Work order: Reproduce exactly the lines below from the one containing "TASK = point to the storefront, one" through the one containing "TASK = point to the sneaker, one", including both, and nothing else.

Records shown:
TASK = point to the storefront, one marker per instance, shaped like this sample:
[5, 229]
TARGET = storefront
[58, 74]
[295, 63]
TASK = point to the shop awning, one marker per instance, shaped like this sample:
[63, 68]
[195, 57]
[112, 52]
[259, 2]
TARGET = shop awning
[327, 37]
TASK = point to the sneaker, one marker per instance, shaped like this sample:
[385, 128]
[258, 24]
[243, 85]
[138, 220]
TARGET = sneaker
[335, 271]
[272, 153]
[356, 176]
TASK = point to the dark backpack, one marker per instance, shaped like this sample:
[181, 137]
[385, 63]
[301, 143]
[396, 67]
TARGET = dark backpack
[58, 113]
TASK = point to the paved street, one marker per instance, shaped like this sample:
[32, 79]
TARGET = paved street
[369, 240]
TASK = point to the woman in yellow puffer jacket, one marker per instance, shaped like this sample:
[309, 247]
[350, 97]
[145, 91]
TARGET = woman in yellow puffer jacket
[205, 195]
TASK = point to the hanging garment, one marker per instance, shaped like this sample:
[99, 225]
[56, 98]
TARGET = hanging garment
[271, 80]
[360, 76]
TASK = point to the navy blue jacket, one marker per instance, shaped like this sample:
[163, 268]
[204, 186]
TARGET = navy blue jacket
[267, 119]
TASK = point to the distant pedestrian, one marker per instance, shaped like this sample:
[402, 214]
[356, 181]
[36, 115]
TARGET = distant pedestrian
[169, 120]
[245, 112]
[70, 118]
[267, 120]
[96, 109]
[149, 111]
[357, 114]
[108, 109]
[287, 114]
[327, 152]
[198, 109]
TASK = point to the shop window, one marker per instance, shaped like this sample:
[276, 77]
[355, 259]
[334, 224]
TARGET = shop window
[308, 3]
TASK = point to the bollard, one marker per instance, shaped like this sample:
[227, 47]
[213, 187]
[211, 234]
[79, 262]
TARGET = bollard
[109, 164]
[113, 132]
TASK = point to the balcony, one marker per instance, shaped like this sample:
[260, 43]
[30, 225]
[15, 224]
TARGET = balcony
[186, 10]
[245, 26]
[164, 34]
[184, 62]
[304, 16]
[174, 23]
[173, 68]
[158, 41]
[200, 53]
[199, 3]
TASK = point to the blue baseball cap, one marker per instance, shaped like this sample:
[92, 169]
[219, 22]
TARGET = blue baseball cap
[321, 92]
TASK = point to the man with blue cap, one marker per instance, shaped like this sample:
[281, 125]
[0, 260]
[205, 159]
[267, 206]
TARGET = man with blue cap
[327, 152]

* * *

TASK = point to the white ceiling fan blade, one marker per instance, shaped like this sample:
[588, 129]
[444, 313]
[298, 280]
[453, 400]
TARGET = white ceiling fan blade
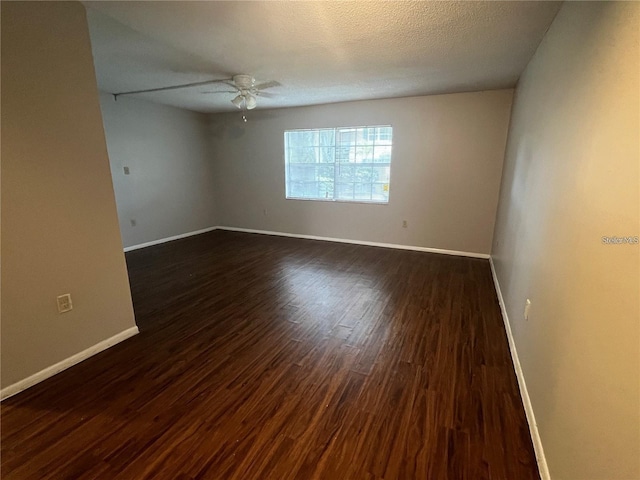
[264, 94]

---

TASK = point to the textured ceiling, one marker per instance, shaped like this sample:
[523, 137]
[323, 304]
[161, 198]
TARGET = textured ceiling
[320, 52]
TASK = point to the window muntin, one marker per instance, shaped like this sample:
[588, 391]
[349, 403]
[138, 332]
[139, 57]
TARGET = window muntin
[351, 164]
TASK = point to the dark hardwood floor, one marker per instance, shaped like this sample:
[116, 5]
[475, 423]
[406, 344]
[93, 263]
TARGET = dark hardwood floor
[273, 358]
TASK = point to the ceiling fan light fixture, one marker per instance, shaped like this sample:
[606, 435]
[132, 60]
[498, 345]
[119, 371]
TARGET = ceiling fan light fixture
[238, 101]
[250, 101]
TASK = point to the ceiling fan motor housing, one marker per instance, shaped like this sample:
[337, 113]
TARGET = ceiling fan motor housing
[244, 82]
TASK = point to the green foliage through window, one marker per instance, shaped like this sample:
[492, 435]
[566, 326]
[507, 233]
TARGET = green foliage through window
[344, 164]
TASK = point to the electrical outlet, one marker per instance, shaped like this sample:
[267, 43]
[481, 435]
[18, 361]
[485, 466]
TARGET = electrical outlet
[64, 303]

Your response:
TASK = point to the storefront, one marker per instance, shaped like this sample:
[5, 229]
TARGET = storefront
[58, 74]
[295, 63]
TASK = point to the shop awning, one marker per instance, shaped like this sample:
[63, 68]
[195, 57]
[112, 52]
[259, 2]
TARGET = shop awning
[327, 37]
TASK = point to the sneaker, one marker per instance, shaped like this sample:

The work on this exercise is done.